▶ REQUIRED WORK
Update the listing below so that every "named coordinates" becomes "labeled coordinates", with all other wording left as it is. Omit the pictures from your version.

## begin

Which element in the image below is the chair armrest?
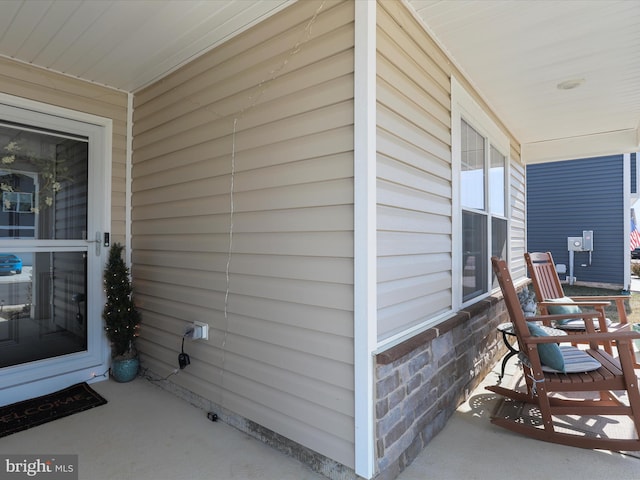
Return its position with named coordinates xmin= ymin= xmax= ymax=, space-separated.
xmin=569 ymin=295 xmax=629 ymax=302
xmin=538 ymin=300 xmax=611 ymax=307
xmin=522 ymin=330 xmax=640 ymax=344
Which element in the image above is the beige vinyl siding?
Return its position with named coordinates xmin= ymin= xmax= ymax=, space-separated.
xmin=377 ymin=2 xmax=452 ymax=341
xmin=377 ymin=0 xmax=525 ymax=342
xmin=509 ymin=148 xmax=527 ymax=279
xmin=0 ymin=58 xmax=127 ymax=242
xmin=132 ymin=1 xmax=354 ymax=467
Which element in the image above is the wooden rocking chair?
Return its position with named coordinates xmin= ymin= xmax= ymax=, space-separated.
xmin=524 ymin=252 xmax=640 ymax=360
xmin=524 ymin=252 xmax=629 ymax=332
xmin=487 ymin=257 xmax=640 ymax=451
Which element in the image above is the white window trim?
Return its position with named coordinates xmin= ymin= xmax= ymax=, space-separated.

## end

▶ TASK RESPONSE
Which element in the image below is the chair armrest?
Return its position with labeled coordinates xmin= ymin= xmax= ymax=, space-separated.
xmin=569 ymin=295 xmax=629 ymax=302
xmin=538 ymin=300 xmax=611 ymax=307
xmin=522 ymin=330 xmax=640 ymax=344
Which element in the image above is the beige vinyl siding?
Return its position with labeled coordinates xmin= ymin= xmax= ymax=, space-separated.
xmin=377 ymin=2 xmax=452 ymax=341
xmin=377 ymin=0 xmax=525 ymax=342
xmin=509 ymin=148 xmax=527 ymax=279
xmin=0 ymin=58 xmax=127 ymax=242
xmin=132 ymin=1 xmax=354 ymax=467
Which element in the image above is the wooden rocking chair?
Return its position with labeled coordinates xmin= ymin= xmax= ymax=, space-separated.
xmin=524 ymin=252 xmax=640 ymax=360
xmin=524 ymin=252 xmax=629 ymax=332
xmin=487 ymin=257 xmax=640 ymax=451
Which element in the image above is the white window trim?
Return its position with labeled coordinates xmin= ymin= xmax= ymax=, space-separated.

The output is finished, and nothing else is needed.